#### Document section:
=-=-=-=-=

Studio album by Nailbomb
- Released: March 8, 1994
- Studios: Chaton Studios, Scottsdale; Theresa's Catholic Bedroom, Phoenix;
- Genres: Industrial metal; thrash metal; groove metal;
- Length: 62:38
- Label: Roadrunner
- Producers: Alex Newport; Max Cavalera;

Nailbomb chronology
|  | Point Blank (1994) | Proud to Commit Commercial Suicide (1995) |

= Point Blank (Nailbomb album) =

Point Blank is the only studio album by heavy metal band Nailbomb, released on March 8, 1994, by Roadrunner Records. Nailbomb was a side project formed by Max Cavalera (Sepultura) and Alex Newport (Fudge Tunnel) in 1993.

The album cover is a photo of female Vietnamese civilian with a U.S. soldier's gun to her head, which Max Cavalera and Alex Newport retrieved from the Alternative Associated Press. Cavalera stated that they wanted to create a similar cover to Rage Against the Machine's self-titled album, an image of the self immolation of Thích Quảng Đức. According to Cavalera, the woman in the cover lived after the photo was taken.

=-=-=-=-=

#### Extracted material:
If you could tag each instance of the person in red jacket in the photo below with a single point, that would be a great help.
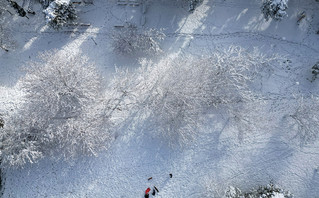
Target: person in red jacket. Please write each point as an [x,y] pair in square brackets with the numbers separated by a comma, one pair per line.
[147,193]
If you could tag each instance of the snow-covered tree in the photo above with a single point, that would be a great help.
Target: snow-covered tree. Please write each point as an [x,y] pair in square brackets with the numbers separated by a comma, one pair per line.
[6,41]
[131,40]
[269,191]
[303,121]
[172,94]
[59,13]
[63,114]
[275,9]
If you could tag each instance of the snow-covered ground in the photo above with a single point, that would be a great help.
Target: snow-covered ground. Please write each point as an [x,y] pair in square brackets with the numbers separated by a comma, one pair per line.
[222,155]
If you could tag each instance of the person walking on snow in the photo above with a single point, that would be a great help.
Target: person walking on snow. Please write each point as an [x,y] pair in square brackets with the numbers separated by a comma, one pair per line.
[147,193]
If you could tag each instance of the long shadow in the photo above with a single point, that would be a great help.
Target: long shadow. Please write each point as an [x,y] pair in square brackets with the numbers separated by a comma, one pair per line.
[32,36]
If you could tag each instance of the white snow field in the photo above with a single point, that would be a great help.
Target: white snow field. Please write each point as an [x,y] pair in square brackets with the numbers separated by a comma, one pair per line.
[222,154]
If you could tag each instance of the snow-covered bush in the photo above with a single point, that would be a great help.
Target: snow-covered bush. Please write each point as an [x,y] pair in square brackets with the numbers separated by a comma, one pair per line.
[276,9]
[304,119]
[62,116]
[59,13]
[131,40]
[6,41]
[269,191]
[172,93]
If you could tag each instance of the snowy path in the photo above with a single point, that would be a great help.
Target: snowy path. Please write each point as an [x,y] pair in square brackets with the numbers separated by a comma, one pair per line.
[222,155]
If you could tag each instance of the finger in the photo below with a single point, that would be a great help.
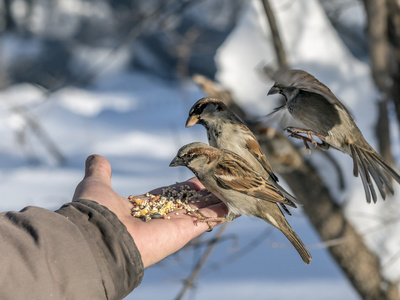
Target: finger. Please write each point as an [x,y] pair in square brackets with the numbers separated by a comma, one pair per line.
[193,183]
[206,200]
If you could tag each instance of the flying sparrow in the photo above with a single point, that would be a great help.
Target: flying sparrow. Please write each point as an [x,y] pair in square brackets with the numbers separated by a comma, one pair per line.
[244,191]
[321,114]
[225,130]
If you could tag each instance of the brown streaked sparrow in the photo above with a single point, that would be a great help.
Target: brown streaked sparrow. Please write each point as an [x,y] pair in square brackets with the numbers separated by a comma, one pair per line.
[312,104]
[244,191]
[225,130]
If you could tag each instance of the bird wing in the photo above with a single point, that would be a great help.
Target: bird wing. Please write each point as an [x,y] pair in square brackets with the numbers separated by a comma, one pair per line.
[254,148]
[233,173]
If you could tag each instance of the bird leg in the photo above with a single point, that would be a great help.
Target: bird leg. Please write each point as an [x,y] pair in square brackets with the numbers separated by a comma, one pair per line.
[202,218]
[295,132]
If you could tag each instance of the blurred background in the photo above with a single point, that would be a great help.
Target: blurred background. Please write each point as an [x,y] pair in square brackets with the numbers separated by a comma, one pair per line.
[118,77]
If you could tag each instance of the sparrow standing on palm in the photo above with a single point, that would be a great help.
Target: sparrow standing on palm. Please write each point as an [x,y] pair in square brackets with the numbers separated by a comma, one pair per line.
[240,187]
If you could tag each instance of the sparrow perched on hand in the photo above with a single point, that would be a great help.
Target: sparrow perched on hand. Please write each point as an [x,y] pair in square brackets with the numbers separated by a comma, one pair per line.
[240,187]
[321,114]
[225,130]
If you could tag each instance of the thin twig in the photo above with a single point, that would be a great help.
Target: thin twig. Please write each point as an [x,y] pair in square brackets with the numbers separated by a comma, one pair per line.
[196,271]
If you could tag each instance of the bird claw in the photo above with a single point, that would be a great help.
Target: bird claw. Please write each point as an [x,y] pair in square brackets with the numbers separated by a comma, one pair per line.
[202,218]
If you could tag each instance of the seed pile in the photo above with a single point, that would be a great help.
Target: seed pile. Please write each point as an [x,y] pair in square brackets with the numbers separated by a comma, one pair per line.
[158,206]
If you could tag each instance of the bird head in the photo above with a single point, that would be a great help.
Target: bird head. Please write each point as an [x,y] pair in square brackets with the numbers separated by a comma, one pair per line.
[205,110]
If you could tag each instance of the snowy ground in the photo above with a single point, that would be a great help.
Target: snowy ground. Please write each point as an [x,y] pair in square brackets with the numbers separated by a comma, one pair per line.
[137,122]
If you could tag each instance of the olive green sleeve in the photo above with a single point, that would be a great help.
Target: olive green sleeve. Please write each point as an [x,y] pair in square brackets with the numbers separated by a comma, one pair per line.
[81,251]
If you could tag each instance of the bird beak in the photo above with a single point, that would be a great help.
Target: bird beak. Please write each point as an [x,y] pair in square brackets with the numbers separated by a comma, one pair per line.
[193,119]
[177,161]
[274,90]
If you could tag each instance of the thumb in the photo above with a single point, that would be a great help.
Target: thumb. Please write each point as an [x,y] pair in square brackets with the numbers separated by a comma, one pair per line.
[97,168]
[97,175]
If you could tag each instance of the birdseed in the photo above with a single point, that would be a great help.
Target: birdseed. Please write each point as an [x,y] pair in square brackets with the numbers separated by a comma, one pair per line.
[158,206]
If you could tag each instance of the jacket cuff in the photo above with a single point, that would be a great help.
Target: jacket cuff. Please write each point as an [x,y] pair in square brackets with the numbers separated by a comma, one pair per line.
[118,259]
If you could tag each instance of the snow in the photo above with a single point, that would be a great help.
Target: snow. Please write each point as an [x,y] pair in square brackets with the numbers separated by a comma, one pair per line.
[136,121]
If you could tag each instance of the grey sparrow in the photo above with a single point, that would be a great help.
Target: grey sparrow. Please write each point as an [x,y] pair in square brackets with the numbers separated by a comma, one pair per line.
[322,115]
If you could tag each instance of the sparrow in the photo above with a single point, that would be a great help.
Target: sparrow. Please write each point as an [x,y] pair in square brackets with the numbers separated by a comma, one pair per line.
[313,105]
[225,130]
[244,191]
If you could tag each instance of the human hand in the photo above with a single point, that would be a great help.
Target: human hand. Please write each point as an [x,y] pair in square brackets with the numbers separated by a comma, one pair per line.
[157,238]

=-=-=-=-=

#### Short task 1:
Duplicate the passage of the Point Blank article between "The album cover" and "photo was taken.", inclusive.
#### Short task 2:
In the Point Blank article, where did Max Cavalera and Alex Newport get the cover photo?
The items have no role in this work.

#### Written answer 1:
The album cover is a photo of female Vietnamese civilian with a U.S. soldier's gun to her head, which Max Cavalera and Alex Newport retrieved from the Alternative Associated Press. Cavalera stated that they wanted to create a similar cover to Rage Against the Machine's self-titled album, an image of the self immolation of Thích Quảng Đức. According to Cavalera, the woman in the cover lived after the photo was taken.

#### Written answer 2:
From the Alternative Associated Press.